**FRAGMENTO PROPORCIONADO:**
──────────────────────────────

Esta necesidad de encontrar una huella lyonesa en la disciplina periodística en la que trabajaba, la buscaba incluso en las canciones. Recuerdo una canción de Thomas Fersen, «Les tours d’horloge», que habla de un desengaño amoroso:

Desde que te fuiste

Lyon es una estación

Y yo seguí siendo lyonesa

(…)

Y a lo largo del Ródano

Es por tu fantasma

Que dejo colgar mi mano

¿Le gustaba especialmente que la historia se desarrollara en Lyon?

Sí, me parecía genial que se desarrollara en Lyon. Les Filles de l’aurore, de William Sheller, está escrita en Saint-Jean. Tenía esa extraña obsesión de querer anclar lo que hacía en el paisaje de mi ciudad, por el nombre de la ciudad que aparecía en la cabecera del periódico para el que trabajaba: Lyon-Figaro.

Además, empecé en el periodismo a principios de la década de 2000, en un momento en el que Lyon comenzaba a transformarse.

¿En qué sentido?

Lyon está dejando atrás su imagen de ciudad brumosa, grisácea, sombría y difícil de definir, aunque creo que todavía lo es un poco, para entrar en una forma de modernidad.

Estoy allí cuando nace el festival de música electrónica Les Nuits Sonores, creado por Vincent Carry, y poco después, el festival Quais du Polar. Ya había habido iniciativas anteriores, sobre todo con Michel Noir, pero bajo los mandatos de Gérard Collomb, la ciudad se transforma culturalmente.

Luego me desvío hacia la vida de oficina.

En el departamento de cultura del Lyon-Figaro, trabajo junto a alguien que se encarga de la «información general», el cronista judicial del periódico, Gérard Schmitt, alguien muy importante para mí profesionalmente.

Fue Gérard Schmitt, con quien tenía una fuerte relación afectiva, quien me dijo, cuando se jubiló, que yo iba a ser su sustituto.

Tenía esa extraña obsesión de querer arraigar lo que hacía en el paisaje de mi ciudad.

Fabrice Arfi

¿Ha desaparecido esa «extraña obsesión» que tenía de joven periodista por la música y la identidad musical de Lyon?

Sí, completamente.

En realidad, estaba más relacionada con una forma de justificar lo que hacía. Se ha evaporado por completo y se ha diluido en la inmensidad de la música, su geografía y su historia. Es cierto que mostraba un extraño chovinismo cultural, «extraño» porque me parece que la cultura es precisamente lo que derriba los muros.

──────────────────────────────

**CONSIGNA ESCRITA 1:**
Responde según el fragmento:
(a) ¿Cómo se llamaba el periódico en el que trabajaba quien habla?
(b) ¿Quién creó el festival de música electrónica Les Nuits Sonores?
(c) ¿Qué función tenía Gérard Schmitt en ese periódico?
**CONSIGNA ESCRITA 2:** ¿Puedes resumir el fragmento en dos oraciones?

**SECCIÓN DE DATOS:**

──────────────────────────────

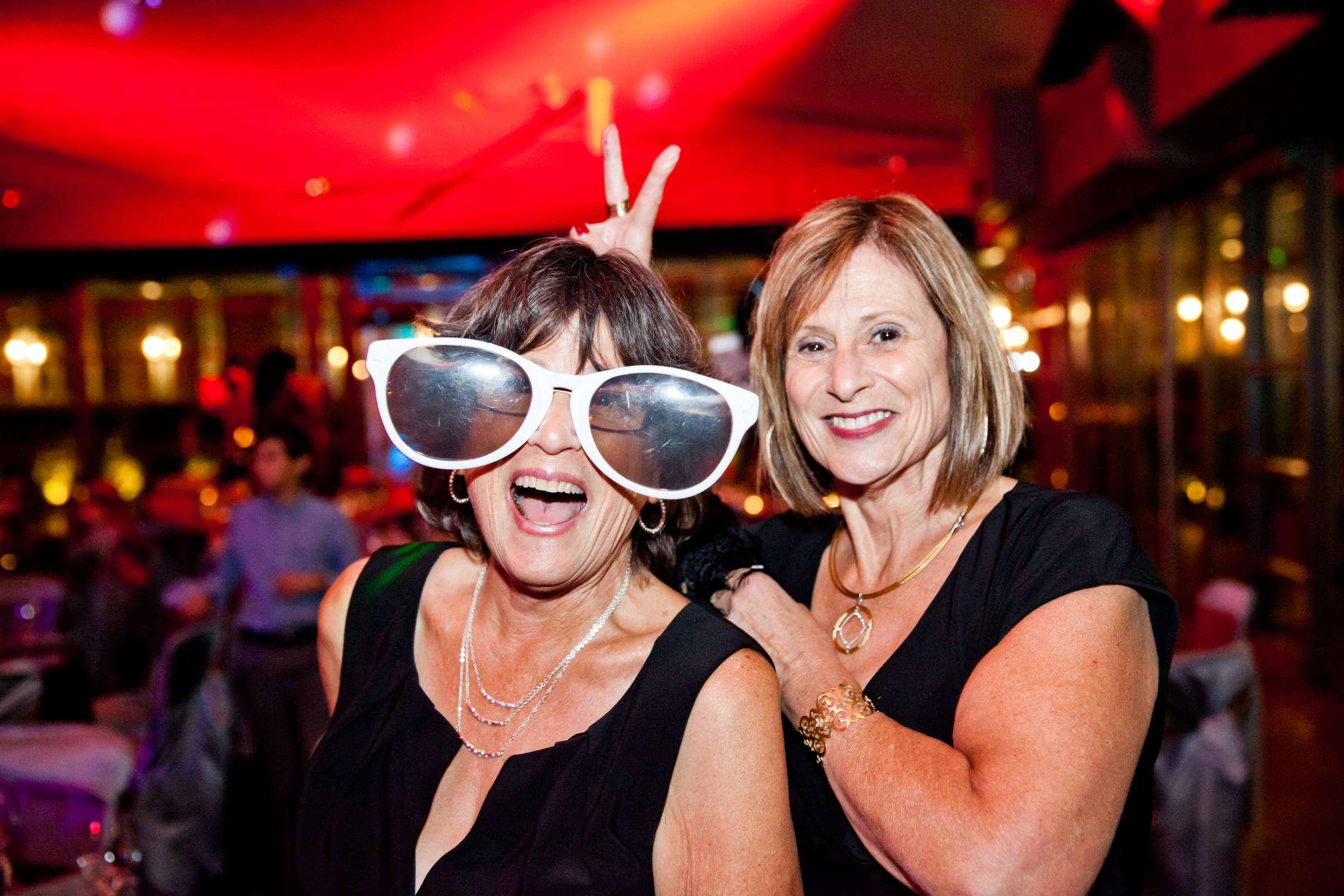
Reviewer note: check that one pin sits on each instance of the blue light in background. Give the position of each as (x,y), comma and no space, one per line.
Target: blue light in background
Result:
(397,463)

──────────────────────────────

**RESPUESTA ESCRITA 1:**
(a) Lyon-Figaro.
(b) Vincent Carry.
(c) Era el cronista judicial del periódico.

**RESPUESTA ESCRITA 2:** Quien habla cuenta que empezó en el periodismo a principios de la década de 2000 en el Lyon-Figaro, que entonces tenía la obsesión de anclar su trabajo en el paisaje de Lyon, incluso a través de canciones, y que la ciudad se transformaba culturalmente con festivales como Les Nuits Sonores y Quais du Polar. También relata que Gérard Schmitt, cronista judicial del periódico, le anunció al jubilarse que sería su sustituto, y afirma que aquella obsesión, un extraño chovinismo cultural, ha desaparecido por completo.